**Required work**
Extract every line of the listing below and reproduce each one verbatim, keeping the original order.

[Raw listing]
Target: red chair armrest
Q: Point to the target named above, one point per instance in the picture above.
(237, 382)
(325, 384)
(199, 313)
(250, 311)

**Solution**
Target: red chair armrest
Q: Point to the target named above, one point per instance in the picture above.
(237, 382)
(325, 384)
(199, 313)
(250, 311)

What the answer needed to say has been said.